REQUIREMENT 1:
Reproduce everything in the passage on silence and creation from "Silence has its" down to "more. It is.".

PAGE EXTRACT:
»»
Silence has its own sound. Have you ever listened to a tree? This is not a crazy question. Have you ever listened to an old tree when the breeze has come to an end and the tree is utterly silent, not a leaf fluttering? Then you listen to the sound of the tree; you find out the sound in silence, and there is a complete, absolute, not relative, silence. Relative silence can be brought about through thought and will, saying, ‘I must be silent.’ That is not silence at all. There is silence only when there is freedom from all the things man has accumulated. In that silence, there is an enormous sense of vastness and immensity. You don’t ask questions any more. It is.

Then we ought also to ask what creation is. If you say God created the world, then that is the end of it. That is one of the convenient statements made in various books and is no answer. Instead, one begins to ask, ‘What is creation? How has all this come into being: the tiger, the deer, the marvellous trees and majestic mountains, the great rivers and this vast population. How does all this happen?’ We must distinguish between creation and invention. Creation is totally different from invention. Invention is still within the field of knowledge. All the new technological inventions are based on knowledge. Perhaps there is a second of not thinking, and then something comes, but it is still within the area of knowledge. Creation is not invention. Creation happens only when knowledge has come to an end. Then creation is, if we can use that word, ‘nothing’. Nothing means not a thing. A ‘thing’ is thought. When there is no thought, when there is the absolute silence of thought, there is a totally different dimension.

Krishnamurti at Brockwood Park in 1984, Talk 4

Krishnamurti in Rougemont, 1985.

What is creation? Can the brain, which is the centre of all our nerves, all our activity, all our existence – however small that is – can that brain understand the immensity of creation? Or is there something beyond the brain? Now, careful please, don’t accept anything the speaker is saying. That is the first thing one has to learn, never to accept anything of a so-called spiritual nature. That is sheer nonsense: there is no spiritual authority. The authority of a doctor or scientist is a different matter. The policeman has tremendous authority, especially in Switzerland. We were caught in it once!

Is the brain capable of seeing that which is not measurable? We can talk about it, invent, say there is the immeasurable, but all that is a lot of words. We are asking a different question altogether. Can the brain, which is made up of time, memory, thought, experience and knowledge, ever understand that which is limitless? Or is there something else, which is the mind, not the brain? Don’t invent; then we are lost. We are asking each other: Is there something which is not the brain? We will call it the mind for the moment; we may change the word. Is there such a thing which alone can see that which is immense? That mind can communicate to the brain, but the brain cannot communicate to it. The brain as we know it has been made very small, though it has got immense capacity. The computer is something extraordinary. It is probably going to form a new industry, take over, shape our lives. It is already doing it quietly, without us realising it.
««
REQUIREMENT 2:
Substitute "position" for "coordinates" throughout the dataset entries below, and give the entries again with nothing else changed.

Dataset entries
»»
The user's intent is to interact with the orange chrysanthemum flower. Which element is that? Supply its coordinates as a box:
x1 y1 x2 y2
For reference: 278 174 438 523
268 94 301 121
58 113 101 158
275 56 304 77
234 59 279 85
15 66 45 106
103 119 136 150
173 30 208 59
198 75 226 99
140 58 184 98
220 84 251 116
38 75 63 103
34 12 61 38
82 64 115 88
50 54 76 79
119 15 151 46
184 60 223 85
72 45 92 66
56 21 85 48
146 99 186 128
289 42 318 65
««
WRITTEN REPLY 1:
Silence has its own sound. Have you ever listened to a tree? This is not a crazy question. Have you ever listened to an old tree when the breeze has come to an end and the tree is utterly silent, not a leaf fluttering? Then you listen to the sound of the tree; you find out the sound in silence, and there is a complete, absolute, not relative, silence. Relative silence can be brought about through thought and will, saying, ‘I must be silent.’ That is not silence at all. There is silence only when there is freedom from all the things man has accumulated. In that silence, there is an enormous sense of vastness and immensity. You don’t ask questions any more. It is.

WRITTEN REPLY 2:
The user's intent is to interact with the orange chrysanthemum flower. Which element is that? Supply its position as a box:
x1 y1 x2 y2
For reference: 278 174 438 523
268 94 301 121
58 113 101 158
275 56 304 77
234 59 279 85
15 66 45 106
103 119 136 150
173 30 208 59
198 75 226 99
140 58 184 98
220 84 251 116
38 75 63 103
34 12 61 38
82 64 115 88
50 54 76 79
119 15 151 46
184 60 223 85
72 45 92 66
56 21 85 48
146 99 186 128
289 42 318 65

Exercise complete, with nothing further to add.